Stored items from a collection
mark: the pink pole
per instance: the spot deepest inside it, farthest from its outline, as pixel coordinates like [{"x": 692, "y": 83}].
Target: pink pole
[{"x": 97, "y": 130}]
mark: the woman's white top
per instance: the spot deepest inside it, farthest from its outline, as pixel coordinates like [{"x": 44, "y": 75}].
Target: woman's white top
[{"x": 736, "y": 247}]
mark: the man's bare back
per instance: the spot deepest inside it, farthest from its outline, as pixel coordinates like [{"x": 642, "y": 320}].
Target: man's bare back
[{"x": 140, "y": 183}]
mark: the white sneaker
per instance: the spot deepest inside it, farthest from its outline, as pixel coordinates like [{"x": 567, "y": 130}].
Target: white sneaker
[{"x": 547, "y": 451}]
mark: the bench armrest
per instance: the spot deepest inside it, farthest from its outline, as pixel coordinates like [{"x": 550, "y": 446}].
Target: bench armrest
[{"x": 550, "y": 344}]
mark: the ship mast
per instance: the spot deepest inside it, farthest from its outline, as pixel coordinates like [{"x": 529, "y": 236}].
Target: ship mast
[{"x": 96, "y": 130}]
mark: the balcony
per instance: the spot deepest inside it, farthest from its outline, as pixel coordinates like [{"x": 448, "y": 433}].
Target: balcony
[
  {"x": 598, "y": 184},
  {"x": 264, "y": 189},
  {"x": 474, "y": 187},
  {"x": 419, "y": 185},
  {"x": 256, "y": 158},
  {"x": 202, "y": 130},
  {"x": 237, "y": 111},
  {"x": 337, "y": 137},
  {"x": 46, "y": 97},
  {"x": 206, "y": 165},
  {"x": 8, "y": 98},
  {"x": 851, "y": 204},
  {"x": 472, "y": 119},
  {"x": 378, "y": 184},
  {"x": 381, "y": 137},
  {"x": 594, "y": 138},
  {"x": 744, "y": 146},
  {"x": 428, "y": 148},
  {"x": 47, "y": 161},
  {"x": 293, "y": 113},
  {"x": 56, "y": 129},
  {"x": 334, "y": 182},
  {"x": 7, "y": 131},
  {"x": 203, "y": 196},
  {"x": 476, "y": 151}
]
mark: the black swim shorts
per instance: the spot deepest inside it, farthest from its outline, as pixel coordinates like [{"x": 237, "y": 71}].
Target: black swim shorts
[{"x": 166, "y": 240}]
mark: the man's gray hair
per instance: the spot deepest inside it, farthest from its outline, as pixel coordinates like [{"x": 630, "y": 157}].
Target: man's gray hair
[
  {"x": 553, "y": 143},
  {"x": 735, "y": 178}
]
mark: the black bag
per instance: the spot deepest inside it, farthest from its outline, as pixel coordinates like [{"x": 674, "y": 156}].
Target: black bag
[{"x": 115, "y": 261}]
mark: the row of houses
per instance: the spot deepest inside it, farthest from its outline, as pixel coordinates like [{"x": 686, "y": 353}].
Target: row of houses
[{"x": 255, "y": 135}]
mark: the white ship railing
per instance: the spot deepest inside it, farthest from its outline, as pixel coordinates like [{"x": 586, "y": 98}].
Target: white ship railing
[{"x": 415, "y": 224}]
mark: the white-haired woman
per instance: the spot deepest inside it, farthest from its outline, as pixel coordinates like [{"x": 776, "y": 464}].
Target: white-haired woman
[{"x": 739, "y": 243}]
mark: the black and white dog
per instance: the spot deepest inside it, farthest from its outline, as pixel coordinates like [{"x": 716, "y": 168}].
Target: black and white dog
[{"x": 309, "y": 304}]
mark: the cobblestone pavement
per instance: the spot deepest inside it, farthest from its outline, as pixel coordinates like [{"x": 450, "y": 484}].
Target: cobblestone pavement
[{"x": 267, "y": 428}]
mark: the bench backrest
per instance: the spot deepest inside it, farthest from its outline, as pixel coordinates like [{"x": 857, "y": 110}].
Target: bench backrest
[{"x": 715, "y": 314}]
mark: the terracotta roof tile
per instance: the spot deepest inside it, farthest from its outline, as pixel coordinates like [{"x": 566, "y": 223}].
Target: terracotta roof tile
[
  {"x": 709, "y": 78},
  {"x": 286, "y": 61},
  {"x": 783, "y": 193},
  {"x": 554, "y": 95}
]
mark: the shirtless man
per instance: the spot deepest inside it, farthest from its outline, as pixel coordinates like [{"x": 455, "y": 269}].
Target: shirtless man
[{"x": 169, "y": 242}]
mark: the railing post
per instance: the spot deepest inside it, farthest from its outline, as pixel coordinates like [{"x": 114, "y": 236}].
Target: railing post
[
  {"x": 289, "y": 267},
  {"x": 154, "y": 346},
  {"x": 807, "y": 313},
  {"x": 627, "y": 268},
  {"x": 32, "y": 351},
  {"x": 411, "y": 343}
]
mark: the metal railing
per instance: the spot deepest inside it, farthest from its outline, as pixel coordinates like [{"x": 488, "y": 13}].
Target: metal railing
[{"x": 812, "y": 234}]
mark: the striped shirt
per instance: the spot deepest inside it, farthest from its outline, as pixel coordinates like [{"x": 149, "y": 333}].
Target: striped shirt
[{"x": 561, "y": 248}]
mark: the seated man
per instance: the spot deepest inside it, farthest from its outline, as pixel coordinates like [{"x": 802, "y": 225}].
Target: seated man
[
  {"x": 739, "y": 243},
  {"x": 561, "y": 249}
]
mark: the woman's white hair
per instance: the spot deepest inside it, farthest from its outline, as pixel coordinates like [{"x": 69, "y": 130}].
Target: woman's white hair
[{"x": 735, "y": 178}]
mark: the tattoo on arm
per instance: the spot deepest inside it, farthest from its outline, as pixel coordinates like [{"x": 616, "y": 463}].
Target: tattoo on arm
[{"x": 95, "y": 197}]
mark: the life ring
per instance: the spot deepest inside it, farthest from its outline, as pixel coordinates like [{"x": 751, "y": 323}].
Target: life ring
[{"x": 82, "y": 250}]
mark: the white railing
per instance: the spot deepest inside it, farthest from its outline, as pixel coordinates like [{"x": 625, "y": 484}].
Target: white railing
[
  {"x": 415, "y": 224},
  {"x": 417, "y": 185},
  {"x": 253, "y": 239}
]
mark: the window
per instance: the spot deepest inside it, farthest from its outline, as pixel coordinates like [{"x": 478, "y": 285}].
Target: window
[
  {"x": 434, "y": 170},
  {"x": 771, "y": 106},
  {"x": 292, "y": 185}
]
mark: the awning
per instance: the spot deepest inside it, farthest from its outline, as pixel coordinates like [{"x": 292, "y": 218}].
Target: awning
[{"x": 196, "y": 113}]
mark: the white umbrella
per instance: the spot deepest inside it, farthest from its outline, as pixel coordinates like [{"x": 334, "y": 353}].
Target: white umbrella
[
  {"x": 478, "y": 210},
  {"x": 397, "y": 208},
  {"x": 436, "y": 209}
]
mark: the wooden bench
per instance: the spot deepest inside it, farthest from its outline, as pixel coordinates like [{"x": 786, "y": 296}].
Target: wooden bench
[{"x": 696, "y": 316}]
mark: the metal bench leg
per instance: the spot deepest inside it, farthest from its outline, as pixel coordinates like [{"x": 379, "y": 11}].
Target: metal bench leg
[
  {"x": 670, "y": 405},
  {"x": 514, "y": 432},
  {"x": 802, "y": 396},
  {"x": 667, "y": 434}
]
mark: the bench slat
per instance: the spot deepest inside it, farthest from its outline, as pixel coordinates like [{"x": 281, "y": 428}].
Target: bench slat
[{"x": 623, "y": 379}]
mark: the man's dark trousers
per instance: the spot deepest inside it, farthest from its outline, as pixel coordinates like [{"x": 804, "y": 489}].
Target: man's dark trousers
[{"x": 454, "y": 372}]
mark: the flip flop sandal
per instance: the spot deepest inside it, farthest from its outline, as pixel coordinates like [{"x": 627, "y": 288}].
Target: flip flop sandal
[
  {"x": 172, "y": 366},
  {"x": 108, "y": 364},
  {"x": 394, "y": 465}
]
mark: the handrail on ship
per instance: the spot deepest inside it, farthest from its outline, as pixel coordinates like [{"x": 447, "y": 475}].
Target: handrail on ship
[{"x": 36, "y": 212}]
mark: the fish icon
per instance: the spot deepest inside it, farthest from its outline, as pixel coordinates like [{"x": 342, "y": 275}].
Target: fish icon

WHAT YOU WILL DO
Set down exactly what runs from the line containing "Target: man's dark trousers" through the last line above, both lines included.

ANSWER SPACE
Target: man's dark trousers
[{"x": 454, "y": 372}]
mark: the flip flop sandal
per instance: the spot deepest inside it, farthest from its outline, as pixel coordinates like [{"x": 627, "y": 288}].
Target: flip flop sandal
[
  {"x": 172, "y": 366},
  {"x": 108, "y": 364},
  {"x": 394, "y": 465}
]
mark: the handrail on ship
per instance: the spot deepest inside it, farthest from its outline, as pixel coordinates like [{"x": 447, "y": 475}].
Target: handrail on ship
[{"x": 36, "y": 212}]
mark: the fish icon
per instance: the spot deepest inside it, farthest from its outline, as pixel coordinates like [{"x": 342, "y": 275}].
Target: fish icon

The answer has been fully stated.